*Exercise inputs:*
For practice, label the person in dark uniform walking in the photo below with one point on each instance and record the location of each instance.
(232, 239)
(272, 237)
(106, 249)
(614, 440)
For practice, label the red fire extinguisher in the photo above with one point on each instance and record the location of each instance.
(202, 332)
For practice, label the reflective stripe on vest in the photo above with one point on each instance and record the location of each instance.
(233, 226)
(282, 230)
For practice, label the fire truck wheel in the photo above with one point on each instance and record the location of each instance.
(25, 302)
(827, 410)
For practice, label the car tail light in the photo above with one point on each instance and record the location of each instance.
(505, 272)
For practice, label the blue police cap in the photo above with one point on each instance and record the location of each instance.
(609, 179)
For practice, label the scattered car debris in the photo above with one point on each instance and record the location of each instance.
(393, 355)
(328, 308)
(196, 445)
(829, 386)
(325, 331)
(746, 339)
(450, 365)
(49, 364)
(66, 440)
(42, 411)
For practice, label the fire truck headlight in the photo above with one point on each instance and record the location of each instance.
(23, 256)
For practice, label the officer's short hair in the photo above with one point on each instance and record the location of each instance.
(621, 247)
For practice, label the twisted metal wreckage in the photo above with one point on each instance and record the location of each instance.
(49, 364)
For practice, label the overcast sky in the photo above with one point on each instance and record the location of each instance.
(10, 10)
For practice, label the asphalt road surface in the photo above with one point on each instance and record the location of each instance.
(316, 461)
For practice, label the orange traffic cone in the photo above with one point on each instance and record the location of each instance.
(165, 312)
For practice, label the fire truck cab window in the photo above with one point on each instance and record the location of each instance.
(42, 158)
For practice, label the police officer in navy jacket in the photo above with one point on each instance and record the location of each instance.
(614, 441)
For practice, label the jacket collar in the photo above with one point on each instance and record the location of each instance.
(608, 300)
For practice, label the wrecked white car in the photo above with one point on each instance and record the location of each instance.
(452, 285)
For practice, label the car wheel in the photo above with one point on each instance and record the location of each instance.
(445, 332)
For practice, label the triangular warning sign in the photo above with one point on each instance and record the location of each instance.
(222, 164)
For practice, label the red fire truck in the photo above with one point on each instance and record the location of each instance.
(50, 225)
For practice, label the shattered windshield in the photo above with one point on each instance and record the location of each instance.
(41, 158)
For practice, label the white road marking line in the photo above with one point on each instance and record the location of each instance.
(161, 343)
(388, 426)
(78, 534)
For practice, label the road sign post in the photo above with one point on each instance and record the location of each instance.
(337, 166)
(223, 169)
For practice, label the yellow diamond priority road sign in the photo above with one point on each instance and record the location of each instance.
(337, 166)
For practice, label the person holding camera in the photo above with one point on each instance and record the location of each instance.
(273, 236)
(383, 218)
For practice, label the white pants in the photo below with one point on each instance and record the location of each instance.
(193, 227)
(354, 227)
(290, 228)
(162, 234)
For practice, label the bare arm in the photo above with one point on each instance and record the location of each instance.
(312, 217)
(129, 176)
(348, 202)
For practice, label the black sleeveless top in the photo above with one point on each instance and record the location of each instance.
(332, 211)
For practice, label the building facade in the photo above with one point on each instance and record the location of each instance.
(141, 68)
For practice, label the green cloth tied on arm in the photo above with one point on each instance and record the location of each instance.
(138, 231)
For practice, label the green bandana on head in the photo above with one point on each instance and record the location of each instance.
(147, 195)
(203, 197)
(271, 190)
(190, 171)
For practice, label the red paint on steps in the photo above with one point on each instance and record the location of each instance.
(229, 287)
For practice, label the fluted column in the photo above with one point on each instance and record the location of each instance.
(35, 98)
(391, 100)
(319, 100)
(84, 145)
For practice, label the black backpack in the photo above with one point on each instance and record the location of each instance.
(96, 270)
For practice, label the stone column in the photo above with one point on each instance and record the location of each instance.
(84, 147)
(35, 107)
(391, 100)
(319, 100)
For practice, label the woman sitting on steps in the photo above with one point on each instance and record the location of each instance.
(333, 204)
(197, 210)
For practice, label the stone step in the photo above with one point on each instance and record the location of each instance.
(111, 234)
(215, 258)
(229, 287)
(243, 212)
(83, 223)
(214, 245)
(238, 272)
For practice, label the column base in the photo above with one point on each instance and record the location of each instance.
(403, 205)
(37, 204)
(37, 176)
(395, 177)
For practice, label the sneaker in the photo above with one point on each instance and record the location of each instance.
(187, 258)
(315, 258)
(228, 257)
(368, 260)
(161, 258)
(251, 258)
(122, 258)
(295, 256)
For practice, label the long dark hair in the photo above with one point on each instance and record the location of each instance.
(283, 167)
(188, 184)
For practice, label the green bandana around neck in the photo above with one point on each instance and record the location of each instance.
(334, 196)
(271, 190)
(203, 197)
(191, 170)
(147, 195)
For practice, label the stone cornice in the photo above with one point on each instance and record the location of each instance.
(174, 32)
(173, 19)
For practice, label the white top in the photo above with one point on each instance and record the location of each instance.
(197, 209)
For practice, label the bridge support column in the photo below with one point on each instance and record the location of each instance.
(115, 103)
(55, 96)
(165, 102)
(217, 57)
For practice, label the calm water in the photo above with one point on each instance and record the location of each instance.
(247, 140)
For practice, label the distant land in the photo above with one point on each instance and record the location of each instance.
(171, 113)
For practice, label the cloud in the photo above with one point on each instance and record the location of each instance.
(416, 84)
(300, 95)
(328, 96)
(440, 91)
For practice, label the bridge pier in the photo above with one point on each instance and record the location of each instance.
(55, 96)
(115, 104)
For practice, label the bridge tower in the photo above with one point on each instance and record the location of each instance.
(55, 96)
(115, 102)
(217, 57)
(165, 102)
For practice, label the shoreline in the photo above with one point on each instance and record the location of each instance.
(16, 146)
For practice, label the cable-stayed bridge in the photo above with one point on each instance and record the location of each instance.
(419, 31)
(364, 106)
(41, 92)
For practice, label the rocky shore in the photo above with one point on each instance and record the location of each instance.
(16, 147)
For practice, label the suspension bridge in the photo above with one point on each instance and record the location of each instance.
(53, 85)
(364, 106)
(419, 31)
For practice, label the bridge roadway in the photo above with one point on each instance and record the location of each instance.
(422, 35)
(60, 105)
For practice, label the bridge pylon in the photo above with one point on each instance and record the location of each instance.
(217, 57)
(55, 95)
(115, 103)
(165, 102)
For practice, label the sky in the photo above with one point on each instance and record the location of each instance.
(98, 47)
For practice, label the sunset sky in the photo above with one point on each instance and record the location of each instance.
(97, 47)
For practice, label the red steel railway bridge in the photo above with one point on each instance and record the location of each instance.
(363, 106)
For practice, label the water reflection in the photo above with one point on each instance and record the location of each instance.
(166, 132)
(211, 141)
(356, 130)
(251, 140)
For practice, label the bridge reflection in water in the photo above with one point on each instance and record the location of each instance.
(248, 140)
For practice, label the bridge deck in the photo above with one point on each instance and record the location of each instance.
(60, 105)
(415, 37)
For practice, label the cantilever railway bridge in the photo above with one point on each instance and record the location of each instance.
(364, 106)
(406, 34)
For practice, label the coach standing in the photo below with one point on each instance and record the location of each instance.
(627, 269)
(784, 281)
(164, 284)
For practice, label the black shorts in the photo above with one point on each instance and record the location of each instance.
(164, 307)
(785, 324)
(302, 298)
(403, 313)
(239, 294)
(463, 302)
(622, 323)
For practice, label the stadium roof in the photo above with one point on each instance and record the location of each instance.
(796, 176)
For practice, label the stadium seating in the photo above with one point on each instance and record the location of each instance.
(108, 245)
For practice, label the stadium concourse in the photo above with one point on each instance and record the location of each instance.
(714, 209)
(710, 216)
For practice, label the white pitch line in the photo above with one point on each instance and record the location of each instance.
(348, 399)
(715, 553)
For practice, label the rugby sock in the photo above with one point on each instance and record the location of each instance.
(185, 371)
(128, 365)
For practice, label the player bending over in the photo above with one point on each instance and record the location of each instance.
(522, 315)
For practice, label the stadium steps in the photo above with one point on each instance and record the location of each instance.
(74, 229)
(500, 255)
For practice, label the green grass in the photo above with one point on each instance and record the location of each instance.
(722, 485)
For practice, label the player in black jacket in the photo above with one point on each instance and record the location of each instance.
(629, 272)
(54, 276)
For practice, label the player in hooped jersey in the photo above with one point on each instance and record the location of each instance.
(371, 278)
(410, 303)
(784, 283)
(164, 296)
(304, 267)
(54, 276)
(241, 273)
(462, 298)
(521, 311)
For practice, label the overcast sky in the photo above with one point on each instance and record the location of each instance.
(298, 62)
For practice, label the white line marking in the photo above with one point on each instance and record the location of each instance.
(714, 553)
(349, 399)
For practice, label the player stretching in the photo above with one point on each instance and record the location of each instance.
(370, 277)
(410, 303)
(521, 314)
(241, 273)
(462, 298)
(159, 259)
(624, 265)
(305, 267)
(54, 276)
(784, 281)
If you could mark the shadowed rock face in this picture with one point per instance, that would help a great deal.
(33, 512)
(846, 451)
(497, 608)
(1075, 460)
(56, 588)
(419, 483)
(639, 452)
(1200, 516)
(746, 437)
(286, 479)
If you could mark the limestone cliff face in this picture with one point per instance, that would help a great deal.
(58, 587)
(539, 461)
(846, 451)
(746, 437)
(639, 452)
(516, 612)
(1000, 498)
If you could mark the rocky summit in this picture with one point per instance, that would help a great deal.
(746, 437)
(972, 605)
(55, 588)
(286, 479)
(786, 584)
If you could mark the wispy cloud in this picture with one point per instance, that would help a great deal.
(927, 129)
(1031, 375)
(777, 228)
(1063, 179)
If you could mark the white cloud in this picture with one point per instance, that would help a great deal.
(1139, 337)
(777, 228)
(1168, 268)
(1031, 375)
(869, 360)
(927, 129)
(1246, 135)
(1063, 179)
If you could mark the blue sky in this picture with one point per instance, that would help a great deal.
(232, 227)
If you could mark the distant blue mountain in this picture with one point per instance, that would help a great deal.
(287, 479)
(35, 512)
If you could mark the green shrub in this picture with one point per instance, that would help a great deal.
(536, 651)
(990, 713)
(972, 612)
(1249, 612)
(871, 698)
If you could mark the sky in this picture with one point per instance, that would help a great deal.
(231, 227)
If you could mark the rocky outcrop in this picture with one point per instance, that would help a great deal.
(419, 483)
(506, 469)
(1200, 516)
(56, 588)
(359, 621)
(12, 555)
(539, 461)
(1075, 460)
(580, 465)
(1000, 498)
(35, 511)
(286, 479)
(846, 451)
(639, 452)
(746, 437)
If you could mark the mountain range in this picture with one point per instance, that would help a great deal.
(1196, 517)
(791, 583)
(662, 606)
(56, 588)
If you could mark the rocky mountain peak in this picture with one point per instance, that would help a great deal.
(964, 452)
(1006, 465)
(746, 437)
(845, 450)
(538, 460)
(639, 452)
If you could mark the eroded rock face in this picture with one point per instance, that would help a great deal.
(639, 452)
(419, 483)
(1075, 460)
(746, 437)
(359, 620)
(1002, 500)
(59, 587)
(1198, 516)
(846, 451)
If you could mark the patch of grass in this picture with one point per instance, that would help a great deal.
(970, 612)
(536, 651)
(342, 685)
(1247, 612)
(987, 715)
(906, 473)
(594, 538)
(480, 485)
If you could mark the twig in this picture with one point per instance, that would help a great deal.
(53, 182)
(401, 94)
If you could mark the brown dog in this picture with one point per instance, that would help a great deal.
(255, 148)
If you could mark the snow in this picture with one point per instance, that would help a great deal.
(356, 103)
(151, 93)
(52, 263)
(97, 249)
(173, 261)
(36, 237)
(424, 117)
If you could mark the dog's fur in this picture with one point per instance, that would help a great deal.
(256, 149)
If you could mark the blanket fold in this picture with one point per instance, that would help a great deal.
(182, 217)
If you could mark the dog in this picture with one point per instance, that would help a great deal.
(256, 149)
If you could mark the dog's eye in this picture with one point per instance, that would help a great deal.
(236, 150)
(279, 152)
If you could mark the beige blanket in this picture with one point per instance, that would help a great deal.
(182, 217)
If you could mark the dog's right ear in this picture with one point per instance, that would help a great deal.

*What you will do:*
Output exactly what runs from the line with "If you could mark the brown" to the final line above, both lines included, and nothing else.

*Result for this exercise:*
If you could mark the brown dog in this picture with one point per instance, that would help a great deal.
(255, 148)
If you could mark the snow in this picture with one point per instance, that would help a great deal.
(356, 103)
(151, 93)
(52, 263)
(97, 249)
(173, 261)
(36, 237)
(424, 117)
If you could mark the dog's fur in this picture with one point per instance, that would help a great deal.
(256, 149)
If you could mark the blanket fold in this picture with one point per instance, that would help a great deal.
(182, 217)
If you could mark the dog in this picture with one point per instance, that would help a great deal.
(256, 149)
If you could mark the dog's eye in this picture with one point per instance, that would help a great deal.
(236, 150)
(279, 152)
If you could mark the beige blanket in this picture with one point per instance, that would help a great deal.
(182, 217)
If you could mark the dog's right ear in this picture with one point per instance, that would help a great deal.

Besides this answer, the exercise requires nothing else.